┌─ TEXTAUSSCHNITT

Viele Probleme und ein Mutmacher
Lauter kleine (und manchmal auch große) Familien-Dramen hat die irische Autorin Dawn King in ihrem Auftragswerk für das Schauspiel Essen ineinander verschränkt. Alles wie es sein soll vereint die Dramen zweier verschiedener Familien, die lange keine Berührungspunkte miteinander zu haben scheinen. Im wunderbaren Ambiente des Maschinenhauses der Zeche Carl hat Irina Schicketanz mit Hilfe von drei vor schwarzem Hintergrund platzierten, variabel beweglichen Rahmen aus Neonröhren und verschiedenen erhöhten Spiel-Ebenen einen Raum erschaffen, in dem die zahlreichen Szenen ohne großen Bühnenumbau fließend ineinander übergehen können. Immerhin spielen diese mal in der Küche, mal im Wohn- und mal im Jugendzimmer, mal draußen, mal auf dem Campingplatz und mal im Café. In zwei Familien, die auch noch zu verschiedenen Zeiten leben.

└─
┌─ ZEILENAUSZÜGE

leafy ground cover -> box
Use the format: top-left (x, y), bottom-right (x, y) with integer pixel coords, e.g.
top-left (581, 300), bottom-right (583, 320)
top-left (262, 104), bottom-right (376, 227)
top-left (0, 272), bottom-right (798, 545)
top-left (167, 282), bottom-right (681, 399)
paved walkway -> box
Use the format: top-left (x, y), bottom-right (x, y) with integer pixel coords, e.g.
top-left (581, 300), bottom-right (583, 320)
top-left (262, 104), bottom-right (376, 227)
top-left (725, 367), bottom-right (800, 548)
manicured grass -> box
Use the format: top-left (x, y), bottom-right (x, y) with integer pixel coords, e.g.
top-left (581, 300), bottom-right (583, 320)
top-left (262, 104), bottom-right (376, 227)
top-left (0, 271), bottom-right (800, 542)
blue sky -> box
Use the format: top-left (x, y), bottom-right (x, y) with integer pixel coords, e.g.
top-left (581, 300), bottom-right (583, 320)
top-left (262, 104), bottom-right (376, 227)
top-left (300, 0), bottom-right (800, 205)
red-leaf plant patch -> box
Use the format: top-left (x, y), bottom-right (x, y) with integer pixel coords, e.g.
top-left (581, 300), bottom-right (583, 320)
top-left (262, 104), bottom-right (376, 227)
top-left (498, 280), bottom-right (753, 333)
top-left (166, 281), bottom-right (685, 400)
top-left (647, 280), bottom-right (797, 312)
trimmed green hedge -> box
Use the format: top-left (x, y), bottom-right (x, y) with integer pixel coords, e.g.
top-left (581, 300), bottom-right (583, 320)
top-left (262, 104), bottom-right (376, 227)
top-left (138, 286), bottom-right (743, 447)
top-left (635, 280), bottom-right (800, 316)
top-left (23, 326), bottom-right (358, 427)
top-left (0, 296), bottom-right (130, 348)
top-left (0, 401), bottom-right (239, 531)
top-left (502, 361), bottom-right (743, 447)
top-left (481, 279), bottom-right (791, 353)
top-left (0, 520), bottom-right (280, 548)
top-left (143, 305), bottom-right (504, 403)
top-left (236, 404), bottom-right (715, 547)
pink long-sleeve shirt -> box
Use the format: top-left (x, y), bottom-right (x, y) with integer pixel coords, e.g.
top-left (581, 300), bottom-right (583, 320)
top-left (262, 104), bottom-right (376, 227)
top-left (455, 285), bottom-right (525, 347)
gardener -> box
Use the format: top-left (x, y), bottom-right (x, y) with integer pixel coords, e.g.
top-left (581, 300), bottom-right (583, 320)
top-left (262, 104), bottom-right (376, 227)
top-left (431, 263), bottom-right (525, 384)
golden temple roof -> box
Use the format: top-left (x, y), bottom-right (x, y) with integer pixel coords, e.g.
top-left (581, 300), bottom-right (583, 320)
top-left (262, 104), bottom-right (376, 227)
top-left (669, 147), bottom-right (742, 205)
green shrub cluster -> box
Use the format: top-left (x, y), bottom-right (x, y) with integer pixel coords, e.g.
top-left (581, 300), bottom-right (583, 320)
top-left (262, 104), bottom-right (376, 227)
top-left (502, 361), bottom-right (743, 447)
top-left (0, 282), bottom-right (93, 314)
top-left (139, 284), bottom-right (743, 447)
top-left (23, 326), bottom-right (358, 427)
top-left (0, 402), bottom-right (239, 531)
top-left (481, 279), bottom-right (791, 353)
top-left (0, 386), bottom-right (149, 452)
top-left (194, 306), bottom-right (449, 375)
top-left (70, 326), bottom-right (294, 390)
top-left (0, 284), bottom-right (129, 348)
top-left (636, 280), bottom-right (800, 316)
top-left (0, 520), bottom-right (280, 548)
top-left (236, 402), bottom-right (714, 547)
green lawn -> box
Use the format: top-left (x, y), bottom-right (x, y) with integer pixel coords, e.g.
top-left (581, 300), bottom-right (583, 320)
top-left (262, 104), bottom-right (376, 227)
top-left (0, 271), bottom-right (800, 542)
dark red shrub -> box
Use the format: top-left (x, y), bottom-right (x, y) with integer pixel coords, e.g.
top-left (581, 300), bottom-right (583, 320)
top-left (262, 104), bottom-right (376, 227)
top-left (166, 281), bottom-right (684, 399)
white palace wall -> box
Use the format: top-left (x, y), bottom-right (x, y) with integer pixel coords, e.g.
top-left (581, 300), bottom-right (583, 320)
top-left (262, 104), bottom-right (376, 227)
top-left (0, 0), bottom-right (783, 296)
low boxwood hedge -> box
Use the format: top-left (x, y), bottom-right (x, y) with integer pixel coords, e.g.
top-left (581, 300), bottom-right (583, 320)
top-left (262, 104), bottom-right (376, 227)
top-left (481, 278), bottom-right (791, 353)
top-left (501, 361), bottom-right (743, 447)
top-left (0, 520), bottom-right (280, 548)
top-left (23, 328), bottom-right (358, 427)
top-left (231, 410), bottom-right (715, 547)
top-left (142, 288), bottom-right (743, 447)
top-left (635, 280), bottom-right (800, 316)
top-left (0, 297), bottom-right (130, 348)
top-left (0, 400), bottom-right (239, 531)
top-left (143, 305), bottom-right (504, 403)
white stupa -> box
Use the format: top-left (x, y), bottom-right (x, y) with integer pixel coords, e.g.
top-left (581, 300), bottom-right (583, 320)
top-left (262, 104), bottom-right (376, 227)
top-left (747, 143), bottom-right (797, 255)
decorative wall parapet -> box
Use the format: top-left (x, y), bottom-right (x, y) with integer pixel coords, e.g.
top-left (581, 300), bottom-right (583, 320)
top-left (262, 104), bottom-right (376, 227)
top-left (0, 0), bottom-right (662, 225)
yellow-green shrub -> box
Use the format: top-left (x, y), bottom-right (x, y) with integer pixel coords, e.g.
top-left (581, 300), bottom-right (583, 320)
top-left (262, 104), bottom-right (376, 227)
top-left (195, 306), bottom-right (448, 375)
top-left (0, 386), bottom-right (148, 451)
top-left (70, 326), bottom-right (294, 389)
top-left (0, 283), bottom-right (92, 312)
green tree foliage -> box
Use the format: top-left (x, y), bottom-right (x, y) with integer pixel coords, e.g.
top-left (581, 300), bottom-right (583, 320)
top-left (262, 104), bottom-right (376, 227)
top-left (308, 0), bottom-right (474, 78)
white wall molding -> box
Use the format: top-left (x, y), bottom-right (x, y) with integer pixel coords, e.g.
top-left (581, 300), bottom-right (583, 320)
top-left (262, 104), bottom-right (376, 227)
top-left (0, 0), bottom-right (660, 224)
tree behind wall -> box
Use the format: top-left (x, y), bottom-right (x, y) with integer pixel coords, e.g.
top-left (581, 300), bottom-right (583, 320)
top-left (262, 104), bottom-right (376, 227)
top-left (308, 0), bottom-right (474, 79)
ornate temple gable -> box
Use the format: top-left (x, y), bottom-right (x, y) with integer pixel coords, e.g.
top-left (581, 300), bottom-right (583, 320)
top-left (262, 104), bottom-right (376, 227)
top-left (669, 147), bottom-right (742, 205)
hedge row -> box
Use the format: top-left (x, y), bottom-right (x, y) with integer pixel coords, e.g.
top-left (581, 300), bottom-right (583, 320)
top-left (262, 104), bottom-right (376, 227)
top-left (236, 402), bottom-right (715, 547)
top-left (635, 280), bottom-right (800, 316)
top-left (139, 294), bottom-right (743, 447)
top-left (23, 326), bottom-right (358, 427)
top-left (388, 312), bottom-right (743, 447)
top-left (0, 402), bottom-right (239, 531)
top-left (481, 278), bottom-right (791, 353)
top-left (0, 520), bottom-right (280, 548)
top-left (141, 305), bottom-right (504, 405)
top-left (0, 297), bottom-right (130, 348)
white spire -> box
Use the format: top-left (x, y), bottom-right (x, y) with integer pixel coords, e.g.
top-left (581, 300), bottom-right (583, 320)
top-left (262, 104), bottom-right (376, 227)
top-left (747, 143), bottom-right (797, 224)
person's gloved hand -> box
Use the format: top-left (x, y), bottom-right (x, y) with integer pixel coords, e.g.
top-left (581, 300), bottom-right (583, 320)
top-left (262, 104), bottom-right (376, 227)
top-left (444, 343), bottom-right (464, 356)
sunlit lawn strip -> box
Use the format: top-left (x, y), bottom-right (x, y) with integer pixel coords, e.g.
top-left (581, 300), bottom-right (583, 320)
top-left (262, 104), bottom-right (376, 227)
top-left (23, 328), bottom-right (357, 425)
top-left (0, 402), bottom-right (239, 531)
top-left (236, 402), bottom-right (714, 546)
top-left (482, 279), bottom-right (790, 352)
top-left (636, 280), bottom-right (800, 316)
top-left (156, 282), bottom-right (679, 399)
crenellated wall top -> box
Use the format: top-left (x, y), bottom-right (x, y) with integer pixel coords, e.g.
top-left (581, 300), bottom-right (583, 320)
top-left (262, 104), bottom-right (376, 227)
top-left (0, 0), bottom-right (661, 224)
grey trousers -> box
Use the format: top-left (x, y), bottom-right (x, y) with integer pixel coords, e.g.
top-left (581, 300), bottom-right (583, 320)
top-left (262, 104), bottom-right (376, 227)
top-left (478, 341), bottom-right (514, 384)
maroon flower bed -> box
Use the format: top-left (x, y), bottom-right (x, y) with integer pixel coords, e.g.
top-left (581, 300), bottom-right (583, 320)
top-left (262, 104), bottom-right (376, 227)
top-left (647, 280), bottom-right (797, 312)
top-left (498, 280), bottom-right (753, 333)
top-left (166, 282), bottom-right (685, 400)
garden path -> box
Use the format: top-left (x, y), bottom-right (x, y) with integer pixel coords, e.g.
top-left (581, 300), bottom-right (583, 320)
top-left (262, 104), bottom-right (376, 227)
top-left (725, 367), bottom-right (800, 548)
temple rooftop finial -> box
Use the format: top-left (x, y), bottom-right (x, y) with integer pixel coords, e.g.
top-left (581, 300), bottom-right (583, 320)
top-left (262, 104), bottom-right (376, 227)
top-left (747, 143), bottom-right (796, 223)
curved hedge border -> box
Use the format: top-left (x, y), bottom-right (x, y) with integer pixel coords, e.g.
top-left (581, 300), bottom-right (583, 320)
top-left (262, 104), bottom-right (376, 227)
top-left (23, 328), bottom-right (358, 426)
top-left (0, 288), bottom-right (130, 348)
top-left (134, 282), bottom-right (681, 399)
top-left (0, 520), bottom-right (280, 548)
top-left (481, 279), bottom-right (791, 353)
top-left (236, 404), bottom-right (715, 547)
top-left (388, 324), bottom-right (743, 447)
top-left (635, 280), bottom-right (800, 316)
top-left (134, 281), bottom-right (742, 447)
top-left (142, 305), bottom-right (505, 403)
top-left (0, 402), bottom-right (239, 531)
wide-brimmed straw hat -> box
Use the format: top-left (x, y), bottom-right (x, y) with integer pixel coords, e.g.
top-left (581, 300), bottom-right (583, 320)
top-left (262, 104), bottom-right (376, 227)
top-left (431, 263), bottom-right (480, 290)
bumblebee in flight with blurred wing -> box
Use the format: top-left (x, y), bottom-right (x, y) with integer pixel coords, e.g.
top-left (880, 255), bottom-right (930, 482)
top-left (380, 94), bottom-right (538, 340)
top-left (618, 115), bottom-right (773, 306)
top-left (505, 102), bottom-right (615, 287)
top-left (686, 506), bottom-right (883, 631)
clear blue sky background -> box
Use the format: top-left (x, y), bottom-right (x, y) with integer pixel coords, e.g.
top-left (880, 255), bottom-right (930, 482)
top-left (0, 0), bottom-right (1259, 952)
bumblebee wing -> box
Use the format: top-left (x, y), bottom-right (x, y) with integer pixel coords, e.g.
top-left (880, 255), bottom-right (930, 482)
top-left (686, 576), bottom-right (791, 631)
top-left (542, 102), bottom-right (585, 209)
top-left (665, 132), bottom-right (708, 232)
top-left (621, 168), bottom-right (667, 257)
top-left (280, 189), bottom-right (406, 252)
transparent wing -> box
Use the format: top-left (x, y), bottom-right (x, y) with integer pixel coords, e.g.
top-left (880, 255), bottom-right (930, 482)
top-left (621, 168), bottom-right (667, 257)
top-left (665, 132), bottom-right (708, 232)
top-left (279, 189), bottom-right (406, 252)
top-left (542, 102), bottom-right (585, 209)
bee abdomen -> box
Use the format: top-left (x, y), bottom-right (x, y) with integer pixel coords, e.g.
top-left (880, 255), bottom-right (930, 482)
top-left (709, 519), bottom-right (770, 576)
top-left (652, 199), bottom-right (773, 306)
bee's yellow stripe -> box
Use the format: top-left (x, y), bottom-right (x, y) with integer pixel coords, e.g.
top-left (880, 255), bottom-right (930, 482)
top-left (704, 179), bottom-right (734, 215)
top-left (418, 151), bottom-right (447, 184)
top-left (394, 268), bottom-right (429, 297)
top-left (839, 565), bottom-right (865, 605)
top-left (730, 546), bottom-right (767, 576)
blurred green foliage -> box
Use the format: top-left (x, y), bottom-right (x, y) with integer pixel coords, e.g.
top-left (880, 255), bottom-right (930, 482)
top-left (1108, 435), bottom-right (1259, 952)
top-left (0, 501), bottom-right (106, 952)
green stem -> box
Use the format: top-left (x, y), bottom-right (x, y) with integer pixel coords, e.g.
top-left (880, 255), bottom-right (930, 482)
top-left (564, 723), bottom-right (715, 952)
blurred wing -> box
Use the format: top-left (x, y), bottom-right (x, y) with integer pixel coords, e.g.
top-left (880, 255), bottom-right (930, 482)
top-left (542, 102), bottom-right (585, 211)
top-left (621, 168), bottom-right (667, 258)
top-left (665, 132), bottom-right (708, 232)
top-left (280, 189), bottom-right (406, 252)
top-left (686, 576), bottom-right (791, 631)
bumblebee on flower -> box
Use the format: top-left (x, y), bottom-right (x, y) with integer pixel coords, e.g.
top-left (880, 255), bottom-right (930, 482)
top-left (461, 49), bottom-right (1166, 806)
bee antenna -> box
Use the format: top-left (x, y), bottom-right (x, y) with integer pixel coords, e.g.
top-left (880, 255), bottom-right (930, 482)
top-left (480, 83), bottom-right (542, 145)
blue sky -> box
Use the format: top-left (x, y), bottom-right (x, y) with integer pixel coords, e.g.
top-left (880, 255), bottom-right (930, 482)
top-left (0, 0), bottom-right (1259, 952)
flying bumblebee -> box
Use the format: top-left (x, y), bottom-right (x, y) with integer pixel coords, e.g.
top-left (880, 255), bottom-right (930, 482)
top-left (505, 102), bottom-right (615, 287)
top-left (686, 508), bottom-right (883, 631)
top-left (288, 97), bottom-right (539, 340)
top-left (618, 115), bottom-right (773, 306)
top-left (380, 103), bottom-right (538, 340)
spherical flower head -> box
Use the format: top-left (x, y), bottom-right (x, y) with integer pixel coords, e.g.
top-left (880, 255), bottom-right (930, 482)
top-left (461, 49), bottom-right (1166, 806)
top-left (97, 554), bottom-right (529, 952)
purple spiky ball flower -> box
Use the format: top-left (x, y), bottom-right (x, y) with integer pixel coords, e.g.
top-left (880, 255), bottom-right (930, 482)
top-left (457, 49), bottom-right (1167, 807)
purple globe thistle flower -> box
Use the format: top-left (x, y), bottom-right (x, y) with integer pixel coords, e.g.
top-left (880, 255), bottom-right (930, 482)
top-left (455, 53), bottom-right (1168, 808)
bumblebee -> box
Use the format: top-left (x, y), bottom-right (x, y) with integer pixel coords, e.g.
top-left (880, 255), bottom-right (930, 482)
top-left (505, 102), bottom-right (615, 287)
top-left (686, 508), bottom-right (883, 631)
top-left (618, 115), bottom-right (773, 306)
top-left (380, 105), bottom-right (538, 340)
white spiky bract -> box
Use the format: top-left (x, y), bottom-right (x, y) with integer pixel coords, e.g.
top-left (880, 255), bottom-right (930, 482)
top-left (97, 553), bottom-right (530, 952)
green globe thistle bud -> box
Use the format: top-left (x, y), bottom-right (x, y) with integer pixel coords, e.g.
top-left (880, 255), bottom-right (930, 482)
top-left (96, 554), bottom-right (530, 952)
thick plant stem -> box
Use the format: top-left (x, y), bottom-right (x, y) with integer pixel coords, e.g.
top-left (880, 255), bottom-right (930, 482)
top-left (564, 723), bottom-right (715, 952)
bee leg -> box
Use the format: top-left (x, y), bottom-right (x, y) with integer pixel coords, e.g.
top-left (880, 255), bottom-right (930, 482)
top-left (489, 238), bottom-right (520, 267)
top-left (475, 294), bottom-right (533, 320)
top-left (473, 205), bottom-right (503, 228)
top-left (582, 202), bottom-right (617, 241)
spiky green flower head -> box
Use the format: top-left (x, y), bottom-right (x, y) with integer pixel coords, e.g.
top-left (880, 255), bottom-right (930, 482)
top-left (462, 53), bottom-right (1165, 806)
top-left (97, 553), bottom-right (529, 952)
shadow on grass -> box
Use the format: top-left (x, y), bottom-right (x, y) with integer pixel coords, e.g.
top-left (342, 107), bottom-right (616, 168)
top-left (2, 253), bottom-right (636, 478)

└─

§ **TEILAUFGABEN**:
**A)** Wer hat laut Textausschnitt im Maschinenhaus der Zeche Carl den Spielraum mit den beweglichen Neonröhren-Rahmen erschaffen?
**B)** Wiederhole die Stelle im Textausschnitt zwischen „Viele Probleme und“ und „verschiedenen Zeiten leben.“, beide eingeschlossen, wortgetreu.

§ **ERGEBNISSE**:
**A)** Irina Schicketanz

**B)**
Viele Probleme und ein Mutmacher
Lauter kleine (und manchmal auch große) Familien-Dramen hat die irische Autorin Dawn King in ihrem Auftragswerk für das Schauspiel Essen ineinander verschränkt. Alles wie es sein soll vereint die Dramen zweier verschiedener Familien, die lange keine Berührungspunkte miteinander zu haben scheinen. Im wunderbaren Ambiente des Maschinenhauses der Zeche Carl hat Irina Schicketanz mit Hilfe von drei vor schwarzem Hintergrund platzierten, variabel beweglichen Rahmen aus Neonröhren und verschiedenen erhöhten Spiel-Ebenen einen Raum erschaffen, in dem die zahlreichen Szenen ohne großen Bühnenumbau fließend ineinander übergehen können. Immerhin spielen diese mal in der Küche, mal im Wohn- und mal im Jugendzimmer, mal draußen, mal auf dem Campingplatz und mal im Café. In zwei Familien, die auch noch zu verschiedenen Zeiten leben.